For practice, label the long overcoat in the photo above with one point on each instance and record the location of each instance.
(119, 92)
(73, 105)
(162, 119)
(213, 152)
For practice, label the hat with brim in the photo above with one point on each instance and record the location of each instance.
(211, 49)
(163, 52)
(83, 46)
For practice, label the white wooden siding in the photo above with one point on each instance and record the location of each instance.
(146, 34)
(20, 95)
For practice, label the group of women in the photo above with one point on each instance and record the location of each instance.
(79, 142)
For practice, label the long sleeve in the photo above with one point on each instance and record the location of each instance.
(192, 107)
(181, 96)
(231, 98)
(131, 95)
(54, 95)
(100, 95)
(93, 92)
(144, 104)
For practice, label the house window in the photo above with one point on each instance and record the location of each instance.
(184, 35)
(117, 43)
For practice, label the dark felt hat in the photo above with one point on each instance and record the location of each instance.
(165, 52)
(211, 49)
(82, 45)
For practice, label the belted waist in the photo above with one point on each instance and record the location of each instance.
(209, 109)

****

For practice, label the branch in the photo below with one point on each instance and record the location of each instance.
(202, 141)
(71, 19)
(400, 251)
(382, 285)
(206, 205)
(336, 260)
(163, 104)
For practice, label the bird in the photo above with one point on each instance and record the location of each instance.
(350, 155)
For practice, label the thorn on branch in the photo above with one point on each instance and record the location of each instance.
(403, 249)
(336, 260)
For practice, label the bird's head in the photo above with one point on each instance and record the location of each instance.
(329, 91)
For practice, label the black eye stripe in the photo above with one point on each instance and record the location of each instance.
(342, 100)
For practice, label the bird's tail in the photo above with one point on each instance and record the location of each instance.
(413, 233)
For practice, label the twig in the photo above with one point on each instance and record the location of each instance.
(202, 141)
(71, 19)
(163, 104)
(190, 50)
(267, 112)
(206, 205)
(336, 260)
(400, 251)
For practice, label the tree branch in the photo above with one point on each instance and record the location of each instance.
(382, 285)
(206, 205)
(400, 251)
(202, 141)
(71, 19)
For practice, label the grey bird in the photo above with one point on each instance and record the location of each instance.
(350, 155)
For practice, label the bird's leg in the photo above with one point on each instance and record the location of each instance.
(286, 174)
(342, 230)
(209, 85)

****

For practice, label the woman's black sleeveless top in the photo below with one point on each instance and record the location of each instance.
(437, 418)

****

Which lines in the items above contain the string "bird"? Find each one and copy it in full.

▸ RESULT BELOW
For practice, label the bird in the photo above with one point on each instance and record the location of each instance.
For practice, label the bird's head in the photo above with one point on each instance and record the location of each instance.
For practice, label the bird's tail in the photo above with one point on each instance and record the location of each instance.
For practice, label the grey bird in the photo above with one point on each instance and record the location of each instance.
For practice, label the bird's leg in the photo above with one point on each instance and record the location of each instance.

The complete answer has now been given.